[Stored items]
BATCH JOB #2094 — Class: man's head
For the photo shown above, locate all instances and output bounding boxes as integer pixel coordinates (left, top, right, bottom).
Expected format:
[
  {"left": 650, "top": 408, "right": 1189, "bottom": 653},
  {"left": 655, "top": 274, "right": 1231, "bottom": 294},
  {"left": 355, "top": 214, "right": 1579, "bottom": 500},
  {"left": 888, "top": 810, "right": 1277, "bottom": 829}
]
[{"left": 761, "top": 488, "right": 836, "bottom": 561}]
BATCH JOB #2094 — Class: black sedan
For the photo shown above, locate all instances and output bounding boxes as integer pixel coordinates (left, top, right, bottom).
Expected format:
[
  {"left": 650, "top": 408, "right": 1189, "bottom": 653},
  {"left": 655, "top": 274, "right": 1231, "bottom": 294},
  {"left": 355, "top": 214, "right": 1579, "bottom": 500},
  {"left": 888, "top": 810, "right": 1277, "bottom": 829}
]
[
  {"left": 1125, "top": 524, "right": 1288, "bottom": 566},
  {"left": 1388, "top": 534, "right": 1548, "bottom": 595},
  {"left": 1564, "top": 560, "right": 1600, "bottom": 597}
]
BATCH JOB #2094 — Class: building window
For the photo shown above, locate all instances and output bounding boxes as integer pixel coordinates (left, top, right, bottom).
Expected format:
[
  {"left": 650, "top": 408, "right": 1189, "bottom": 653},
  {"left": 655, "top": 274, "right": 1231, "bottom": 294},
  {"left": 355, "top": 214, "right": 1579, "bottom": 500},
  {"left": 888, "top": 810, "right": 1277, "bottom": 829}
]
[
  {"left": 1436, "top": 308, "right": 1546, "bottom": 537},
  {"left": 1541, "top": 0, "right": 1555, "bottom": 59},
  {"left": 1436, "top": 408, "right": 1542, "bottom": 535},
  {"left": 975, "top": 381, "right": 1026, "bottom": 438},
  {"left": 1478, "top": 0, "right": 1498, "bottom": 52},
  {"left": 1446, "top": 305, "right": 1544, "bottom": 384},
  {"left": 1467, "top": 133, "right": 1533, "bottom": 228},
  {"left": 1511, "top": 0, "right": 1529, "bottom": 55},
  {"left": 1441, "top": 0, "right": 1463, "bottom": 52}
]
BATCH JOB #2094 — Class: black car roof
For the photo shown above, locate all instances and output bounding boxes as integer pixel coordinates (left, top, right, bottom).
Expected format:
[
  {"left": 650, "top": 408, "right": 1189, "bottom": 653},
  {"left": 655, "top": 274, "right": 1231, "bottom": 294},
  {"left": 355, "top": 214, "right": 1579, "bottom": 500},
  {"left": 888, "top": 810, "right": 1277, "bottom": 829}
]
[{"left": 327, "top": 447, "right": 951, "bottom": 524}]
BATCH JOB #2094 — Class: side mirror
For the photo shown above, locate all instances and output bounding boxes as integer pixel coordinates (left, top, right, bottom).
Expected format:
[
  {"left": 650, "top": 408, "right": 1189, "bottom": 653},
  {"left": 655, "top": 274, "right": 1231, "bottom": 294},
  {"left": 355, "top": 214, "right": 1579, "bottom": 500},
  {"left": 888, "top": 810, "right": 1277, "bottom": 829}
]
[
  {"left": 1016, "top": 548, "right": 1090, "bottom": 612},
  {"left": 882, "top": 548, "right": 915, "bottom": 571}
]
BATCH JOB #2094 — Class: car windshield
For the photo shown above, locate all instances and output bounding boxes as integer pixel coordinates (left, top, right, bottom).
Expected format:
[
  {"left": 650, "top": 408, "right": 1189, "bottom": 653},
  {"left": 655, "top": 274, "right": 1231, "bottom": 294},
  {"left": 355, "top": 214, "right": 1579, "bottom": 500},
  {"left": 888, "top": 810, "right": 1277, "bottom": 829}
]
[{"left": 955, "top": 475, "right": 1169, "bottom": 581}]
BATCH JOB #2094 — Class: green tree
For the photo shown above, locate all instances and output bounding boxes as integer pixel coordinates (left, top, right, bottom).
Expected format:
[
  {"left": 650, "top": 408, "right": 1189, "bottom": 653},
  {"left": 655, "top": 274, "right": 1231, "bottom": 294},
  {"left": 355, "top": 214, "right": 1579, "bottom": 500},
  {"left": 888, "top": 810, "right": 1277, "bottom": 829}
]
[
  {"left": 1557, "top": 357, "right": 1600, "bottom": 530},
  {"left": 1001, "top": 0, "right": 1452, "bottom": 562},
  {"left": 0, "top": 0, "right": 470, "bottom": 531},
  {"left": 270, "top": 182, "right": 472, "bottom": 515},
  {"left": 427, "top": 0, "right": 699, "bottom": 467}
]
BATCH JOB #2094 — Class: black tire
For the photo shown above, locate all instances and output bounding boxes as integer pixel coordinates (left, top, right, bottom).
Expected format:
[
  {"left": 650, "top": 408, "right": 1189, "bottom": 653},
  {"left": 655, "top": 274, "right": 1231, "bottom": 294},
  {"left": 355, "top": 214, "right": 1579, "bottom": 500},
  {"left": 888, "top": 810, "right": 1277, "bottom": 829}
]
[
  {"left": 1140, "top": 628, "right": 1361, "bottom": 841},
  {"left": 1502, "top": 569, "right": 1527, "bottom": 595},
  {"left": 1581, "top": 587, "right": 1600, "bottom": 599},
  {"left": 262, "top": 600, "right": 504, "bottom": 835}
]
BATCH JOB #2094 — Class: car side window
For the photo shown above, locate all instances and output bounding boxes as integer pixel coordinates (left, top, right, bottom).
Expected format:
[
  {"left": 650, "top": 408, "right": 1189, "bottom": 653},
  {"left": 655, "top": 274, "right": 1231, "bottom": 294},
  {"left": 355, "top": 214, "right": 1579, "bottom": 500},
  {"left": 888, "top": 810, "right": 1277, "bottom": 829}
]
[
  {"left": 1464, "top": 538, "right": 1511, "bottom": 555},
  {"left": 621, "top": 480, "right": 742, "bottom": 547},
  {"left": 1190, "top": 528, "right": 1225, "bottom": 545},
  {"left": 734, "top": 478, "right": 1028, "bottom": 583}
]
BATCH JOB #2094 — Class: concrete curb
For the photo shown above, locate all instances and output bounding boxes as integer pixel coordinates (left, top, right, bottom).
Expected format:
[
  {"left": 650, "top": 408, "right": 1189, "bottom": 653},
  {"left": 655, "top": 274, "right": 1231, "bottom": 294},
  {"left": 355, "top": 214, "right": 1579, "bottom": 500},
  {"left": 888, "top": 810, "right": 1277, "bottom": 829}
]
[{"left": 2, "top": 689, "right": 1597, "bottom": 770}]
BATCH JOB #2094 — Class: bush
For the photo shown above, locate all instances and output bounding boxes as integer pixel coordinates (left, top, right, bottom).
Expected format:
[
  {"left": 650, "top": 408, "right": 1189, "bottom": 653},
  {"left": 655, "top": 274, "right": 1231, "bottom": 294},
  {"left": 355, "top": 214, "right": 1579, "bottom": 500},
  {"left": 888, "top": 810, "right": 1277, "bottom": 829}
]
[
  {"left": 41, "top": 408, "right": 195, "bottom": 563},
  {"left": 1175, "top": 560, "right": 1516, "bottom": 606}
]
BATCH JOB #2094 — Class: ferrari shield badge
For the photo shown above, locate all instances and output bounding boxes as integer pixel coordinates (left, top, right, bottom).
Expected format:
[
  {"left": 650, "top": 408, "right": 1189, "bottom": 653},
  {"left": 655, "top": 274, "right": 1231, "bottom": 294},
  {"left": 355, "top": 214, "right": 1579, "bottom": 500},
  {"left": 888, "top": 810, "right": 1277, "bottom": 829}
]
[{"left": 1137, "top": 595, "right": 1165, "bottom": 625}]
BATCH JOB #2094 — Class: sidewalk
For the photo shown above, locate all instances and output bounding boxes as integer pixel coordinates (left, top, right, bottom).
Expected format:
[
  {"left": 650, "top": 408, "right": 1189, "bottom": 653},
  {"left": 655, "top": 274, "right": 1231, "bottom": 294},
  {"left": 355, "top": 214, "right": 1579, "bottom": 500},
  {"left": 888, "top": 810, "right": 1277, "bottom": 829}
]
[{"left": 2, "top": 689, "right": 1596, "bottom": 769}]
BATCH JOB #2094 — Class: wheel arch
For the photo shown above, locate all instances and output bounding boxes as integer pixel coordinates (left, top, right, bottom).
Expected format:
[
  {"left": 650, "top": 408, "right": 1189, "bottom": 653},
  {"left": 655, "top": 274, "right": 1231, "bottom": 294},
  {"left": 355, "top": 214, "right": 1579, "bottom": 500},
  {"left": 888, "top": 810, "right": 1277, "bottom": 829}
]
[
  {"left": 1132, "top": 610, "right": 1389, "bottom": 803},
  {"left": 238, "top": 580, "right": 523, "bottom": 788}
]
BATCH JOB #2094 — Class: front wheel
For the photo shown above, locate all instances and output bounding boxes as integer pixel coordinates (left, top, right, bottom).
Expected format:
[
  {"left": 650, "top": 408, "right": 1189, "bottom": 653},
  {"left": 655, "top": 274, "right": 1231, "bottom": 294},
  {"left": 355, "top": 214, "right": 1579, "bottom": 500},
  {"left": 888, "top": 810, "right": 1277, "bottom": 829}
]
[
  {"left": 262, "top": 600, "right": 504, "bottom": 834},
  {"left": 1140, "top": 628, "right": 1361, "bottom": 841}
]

■ What the exercise asks ■
Whenever the word "wheel" shows up in a line of the entries, list that line.

■ Solution for this task ■
BATCH JOB #2094 — Class: wheel arch
BATCH JOB #2094 — Class: front wheel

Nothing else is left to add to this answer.